_What needs to be done_. Reproduce, character for character, the lines of the listing below from the line containing "Please provide the mask of every instance of the <item>scattered" up to and including the line containing "[(208, 162), (208, 166), (217, 166), (218, 162)]".

Start Records for the exercise

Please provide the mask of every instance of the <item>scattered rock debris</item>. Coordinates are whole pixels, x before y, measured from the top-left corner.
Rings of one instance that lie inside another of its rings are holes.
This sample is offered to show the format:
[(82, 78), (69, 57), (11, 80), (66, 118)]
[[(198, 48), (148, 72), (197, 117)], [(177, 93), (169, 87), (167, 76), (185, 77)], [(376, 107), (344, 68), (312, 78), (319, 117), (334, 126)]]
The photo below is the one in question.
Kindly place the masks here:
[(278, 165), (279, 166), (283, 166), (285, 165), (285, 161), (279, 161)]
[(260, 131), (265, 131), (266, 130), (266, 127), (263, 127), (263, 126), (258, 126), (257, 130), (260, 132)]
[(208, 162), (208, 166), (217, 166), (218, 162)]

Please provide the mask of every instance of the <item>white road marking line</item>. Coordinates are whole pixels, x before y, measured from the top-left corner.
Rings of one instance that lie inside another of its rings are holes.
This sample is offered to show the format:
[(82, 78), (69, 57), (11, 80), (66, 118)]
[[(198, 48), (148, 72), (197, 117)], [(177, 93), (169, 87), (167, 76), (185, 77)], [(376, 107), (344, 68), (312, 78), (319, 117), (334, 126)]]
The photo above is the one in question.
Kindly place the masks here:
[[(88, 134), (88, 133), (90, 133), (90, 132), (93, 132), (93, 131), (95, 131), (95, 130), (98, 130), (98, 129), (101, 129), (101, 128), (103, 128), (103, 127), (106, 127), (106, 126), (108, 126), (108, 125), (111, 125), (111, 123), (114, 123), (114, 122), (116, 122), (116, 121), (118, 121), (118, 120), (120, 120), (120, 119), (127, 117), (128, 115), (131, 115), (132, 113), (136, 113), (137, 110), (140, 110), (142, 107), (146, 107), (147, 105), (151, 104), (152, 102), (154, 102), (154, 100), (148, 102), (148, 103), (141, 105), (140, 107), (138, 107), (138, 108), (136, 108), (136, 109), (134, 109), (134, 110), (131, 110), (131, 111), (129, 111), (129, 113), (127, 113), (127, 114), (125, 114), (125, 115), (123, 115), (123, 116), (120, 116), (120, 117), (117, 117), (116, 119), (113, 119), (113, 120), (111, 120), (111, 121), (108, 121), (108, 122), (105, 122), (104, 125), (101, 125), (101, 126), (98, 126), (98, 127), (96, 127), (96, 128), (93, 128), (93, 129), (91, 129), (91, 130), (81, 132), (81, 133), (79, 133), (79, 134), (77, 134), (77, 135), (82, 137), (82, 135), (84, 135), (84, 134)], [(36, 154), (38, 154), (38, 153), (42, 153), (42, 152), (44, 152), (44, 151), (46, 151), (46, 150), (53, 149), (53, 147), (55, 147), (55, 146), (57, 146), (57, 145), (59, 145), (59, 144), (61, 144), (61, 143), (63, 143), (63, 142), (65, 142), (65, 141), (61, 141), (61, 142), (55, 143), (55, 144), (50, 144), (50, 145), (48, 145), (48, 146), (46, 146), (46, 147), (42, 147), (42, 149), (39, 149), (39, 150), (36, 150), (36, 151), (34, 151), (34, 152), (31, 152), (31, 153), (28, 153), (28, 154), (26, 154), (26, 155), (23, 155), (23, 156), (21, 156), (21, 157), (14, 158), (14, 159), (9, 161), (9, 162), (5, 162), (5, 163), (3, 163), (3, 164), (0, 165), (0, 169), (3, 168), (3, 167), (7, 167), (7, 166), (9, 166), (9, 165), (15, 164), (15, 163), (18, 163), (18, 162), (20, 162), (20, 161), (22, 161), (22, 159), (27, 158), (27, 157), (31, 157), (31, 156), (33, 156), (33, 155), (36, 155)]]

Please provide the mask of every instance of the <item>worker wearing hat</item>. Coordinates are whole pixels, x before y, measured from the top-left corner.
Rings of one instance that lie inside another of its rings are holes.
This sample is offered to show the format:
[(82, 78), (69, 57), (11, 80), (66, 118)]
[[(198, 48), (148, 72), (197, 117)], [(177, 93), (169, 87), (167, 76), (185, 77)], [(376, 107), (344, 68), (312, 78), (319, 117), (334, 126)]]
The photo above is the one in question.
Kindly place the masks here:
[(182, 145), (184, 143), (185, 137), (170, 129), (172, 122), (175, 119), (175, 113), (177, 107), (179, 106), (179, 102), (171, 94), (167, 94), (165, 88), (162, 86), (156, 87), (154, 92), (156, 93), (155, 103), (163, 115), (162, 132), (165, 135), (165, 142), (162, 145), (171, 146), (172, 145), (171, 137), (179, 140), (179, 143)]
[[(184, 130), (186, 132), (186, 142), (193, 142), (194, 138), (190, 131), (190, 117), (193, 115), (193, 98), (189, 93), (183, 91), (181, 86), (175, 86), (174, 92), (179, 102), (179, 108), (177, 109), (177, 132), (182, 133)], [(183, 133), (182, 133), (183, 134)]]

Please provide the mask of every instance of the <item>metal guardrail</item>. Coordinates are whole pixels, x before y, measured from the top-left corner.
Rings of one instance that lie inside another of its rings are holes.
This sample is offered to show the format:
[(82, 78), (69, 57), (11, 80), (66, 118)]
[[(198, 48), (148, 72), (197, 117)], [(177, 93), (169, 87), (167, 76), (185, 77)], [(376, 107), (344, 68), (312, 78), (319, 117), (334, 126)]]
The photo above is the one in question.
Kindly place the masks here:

End Records for the exercise
Start Records for the exercise

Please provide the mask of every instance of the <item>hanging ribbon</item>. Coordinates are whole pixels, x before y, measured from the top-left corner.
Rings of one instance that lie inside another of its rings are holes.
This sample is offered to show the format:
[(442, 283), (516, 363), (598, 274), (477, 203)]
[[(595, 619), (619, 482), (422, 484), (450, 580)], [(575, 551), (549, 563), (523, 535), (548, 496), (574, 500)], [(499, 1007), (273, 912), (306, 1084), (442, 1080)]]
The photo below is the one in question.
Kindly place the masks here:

End Records for the exercise

_Result for this exercise_.
Please provide the mask of every instance of the <item>scattered rock debris</item>. Coordinates are whole pixels, x before y, measured from the top-left corner.
Rings of one instance that lie inside another of its rings are holes.
This sample is offered to show the format:
[(82, 78), (69, 57), (11, 80), (66, 118)]
[[(198, 48), (148, 72), (197, 117)], [(177, 93), (169, 87), (167, 76), (185, 77)], [(376, 107), (344, 68), (312, 78), (319, 117), (334, 126)]]
The photo below is the one in question.
Kindly place the masks here:
[(278, 165), (279, 166), (283, 166), (285, 165), (285, 161), (279, 161)]
[(260, 131), (265, 131), (266, 130), (266, 127), (263, 127), (263, 126), (258, 126), (257, 130), (260, 132)]
[(208, 162), (208, 166), (217, 166), (218, 162)]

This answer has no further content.